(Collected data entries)
· · · · · · ·

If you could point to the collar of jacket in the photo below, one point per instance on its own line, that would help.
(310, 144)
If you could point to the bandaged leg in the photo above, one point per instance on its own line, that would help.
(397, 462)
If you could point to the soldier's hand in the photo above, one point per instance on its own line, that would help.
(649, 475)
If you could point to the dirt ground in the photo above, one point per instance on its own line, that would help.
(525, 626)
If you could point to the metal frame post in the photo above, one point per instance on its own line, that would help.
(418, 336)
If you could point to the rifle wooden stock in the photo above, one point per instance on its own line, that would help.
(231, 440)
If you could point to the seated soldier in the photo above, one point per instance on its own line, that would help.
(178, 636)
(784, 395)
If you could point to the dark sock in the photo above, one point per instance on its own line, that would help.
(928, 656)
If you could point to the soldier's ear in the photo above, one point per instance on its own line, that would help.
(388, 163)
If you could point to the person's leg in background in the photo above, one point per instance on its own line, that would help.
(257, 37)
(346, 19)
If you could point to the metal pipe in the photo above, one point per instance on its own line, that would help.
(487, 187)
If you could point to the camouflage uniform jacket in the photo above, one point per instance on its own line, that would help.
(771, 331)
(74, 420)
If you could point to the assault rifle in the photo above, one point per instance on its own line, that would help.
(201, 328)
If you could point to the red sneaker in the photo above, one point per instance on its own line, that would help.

· · · · · · ·

Assignment: Exactly as they appear above, the records are to be transcribed in full.

Written solution:
If you could point to the collar of jacket in the photo below, one point per instance on its own line, that would help.
(310, 144)
If you could point to the bandaged leg in the photo above, one point per instance on its own line, that would help.
(397, 462)
If you could point to the soldier's hand in the photo above, one point per instance on its own line, that would help.
(649, 475)
If you could point to the dirt ground in the photo above, one point per instance on its own line, that would help.
(525, 626)
If you could point to the metal frame post in the photo above, one point per instance on its own line, that would help.
(418, 336)
If you could point to the rifle wooden stock in the photo above, one point per instance on its own line, that would help.
(231, 440)
If you could point to the seated soldier in the photo above, one point per instance on its own line, that would help.
(178, 636)
(784, 395)
If you could point to the dark sock in the photo above, one point per instance on its own line, that would help.
(928, 656)
If you could point to the soldier's ear in the photo above, one point per instance on its own line, that would help.
(388, 163)
If you could point to the person's leg in background in the photo above, one point per instance on its own line, that would help.
(257, 37)
(346, 19)
If you could point to the metal pipe in the photo above, one point per instance on its own line, that would help.
(487, 187)
If you could point to the camouflage uniform jacket in the photo above, one point per instance on its own line, that would help.
(771, 331)
(74, 420)
If you could point to the assault rifle in the photo above, one point per instance on its own line, that would help.
(201, 328)
If you could point to the red sneaker in the photo above, one point per instance on its own line, that would help.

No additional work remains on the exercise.